Prompt: Output each entry verbatim. Leave the images out.

Saved entries
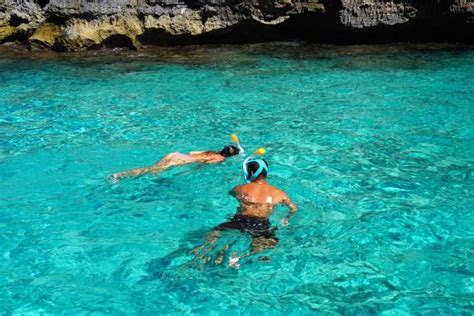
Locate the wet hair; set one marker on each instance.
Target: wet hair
(229, 151)
(253, 166)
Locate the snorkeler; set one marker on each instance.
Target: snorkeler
(178, 159)
(257, 201)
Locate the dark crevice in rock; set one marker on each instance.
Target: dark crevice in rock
(118, 40)
(16, 20)
(43, 3)
(244, 32)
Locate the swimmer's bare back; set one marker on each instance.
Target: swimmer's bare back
(258, 199)
(171, 160)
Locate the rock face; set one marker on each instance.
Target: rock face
(72, 25)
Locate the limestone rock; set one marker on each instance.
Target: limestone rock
(45, 36)
(6, 31)
(81, 34)
(85, 24)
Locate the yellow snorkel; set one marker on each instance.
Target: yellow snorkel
(236, 140)
(254, 157)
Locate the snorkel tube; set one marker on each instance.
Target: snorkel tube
(236, 140)
(262, 165)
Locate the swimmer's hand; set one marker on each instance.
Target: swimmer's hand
(116, 177)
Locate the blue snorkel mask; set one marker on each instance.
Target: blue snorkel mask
(261, 166)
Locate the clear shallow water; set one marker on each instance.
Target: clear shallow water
(375, 145)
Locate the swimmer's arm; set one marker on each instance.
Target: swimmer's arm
(293, 209)
(134, 172)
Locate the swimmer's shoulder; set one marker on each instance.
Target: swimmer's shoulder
(278, 194)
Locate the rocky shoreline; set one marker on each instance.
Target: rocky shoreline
(77, 25)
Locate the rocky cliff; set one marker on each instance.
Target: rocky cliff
(87, 24)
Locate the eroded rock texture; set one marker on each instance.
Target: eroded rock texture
(86, 24)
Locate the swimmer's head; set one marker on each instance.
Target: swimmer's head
(255, 169)
(229, 151)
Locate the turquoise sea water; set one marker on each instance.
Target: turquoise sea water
(374, 144)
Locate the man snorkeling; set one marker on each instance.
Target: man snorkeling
(257, 201)
(178, 159)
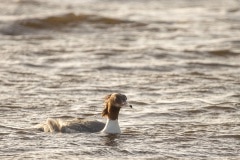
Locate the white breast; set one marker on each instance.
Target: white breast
(112, 126)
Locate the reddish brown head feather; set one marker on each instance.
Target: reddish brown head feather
(112, 105)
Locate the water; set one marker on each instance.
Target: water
(177, 62)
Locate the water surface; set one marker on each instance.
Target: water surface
(177, 62)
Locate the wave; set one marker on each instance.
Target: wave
(58, 22)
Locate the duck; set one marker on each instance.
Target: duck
(112, 105)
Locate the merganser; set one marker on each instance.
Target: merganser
(112, 105)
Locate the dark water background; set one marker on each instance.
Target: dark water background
(177, 61)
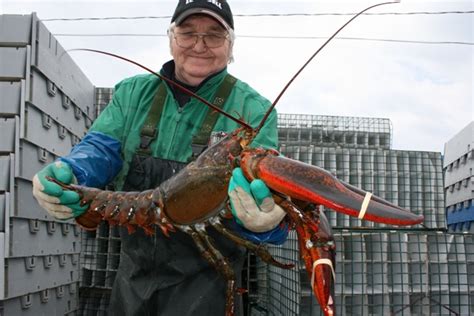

Answer below:
Locate the wet hair; set one marker on each instance.
Target: wet hair
(229, 151)
(253, 166)
Locate the snorkeler; set one marker on each instance.
Target: snorkeler
(178, 159)
(257, 201)
Locate the dark crevice in rock; set one marker on each instance.
Target: dark crevice in rock
(118, 40)
(16, 20)
(43, 3)
(244, 32)
Locate the swimmer's bare back; set one marker on each instance.
Target: swimmer's bare back
(258, 199)
(171, 160)
Locate the rock face; set one marker on each instance.
Target: rock face
(72, 25)
Locate the limestone rock; set one marker on each instance.
Target: limestone rock
(45, 36)
(6, 31)
(81, 34)
(85, 24)
Locate the yellow snorkel; set one marker on each instance.
Target: yellow snorkel
(236, 140)
(254, 157)
Locate the snorkel tube; set one marker on each instance.
Target: snorkel tube
(236, 140)
(262, 165)
Locate the swimmer's hand; set one marker on each instance.
Target: swimmer's hand
(116, 177)
Locate the blue snorkel mask; set one marker on each instance.
Target: blue snorkel mask
(261, 166)
Locate the clear shallow water; set one marker on each instance.
Target: clear shallow water
(375, 145)
Locate the swimmer's arm; set one marker on each instance.
Target: swimmer's arm
(293, 209)
(134, 172)
Locate the swimmer's shoulder; set one marker on each instance.
Target: swimmer's shoulder
(278, 194)
Locate the rocky shoreline; set one marker on each instance.
Target: rocky shoreline
(77, 25)
Locate the rocky cliff; set one marker on each instance.
Target: rocky cliff
(87, 24)
Locate the eroded rock texture; set one marker on each instance.
Target: eroded rock texture
(86, 24)
Locate the swimmer's head; set one marker on each instance.
Target: swimmer's head
(255, 169)
(229, 151)
Locate the turquoise sea water; set one marker on each instance.
Target: turquoise sea water
(374, 144)
Locate the man snorkeling; set one marker on each instance.
Target: man snorkeling
(257, 201)
(178, 159)
Locate the white breast; set one marker on each instance.
Target: white breast
(112, 126)
Locate the reddish brown head feather; set one marker on each instance.
Target: reddish brown head feather
(112, 105)
Locate the water; set one marker on each instance.
Target: water
(177, 62)
Locate the water surface; set one marker on each instance.
Target: water surface
(177, 62)
Locate the wave; set one marker on each instance.
Target: wave
(58, 22)
Locate the duck; set one marker on each instance.
Target: duck
(112, 105)
Locate the merganser; set one marker on each instance.
Target: merganser
(112, 105)
Locate the dark water background; set one marker on each instance.
Target: dark water background
(177, 61)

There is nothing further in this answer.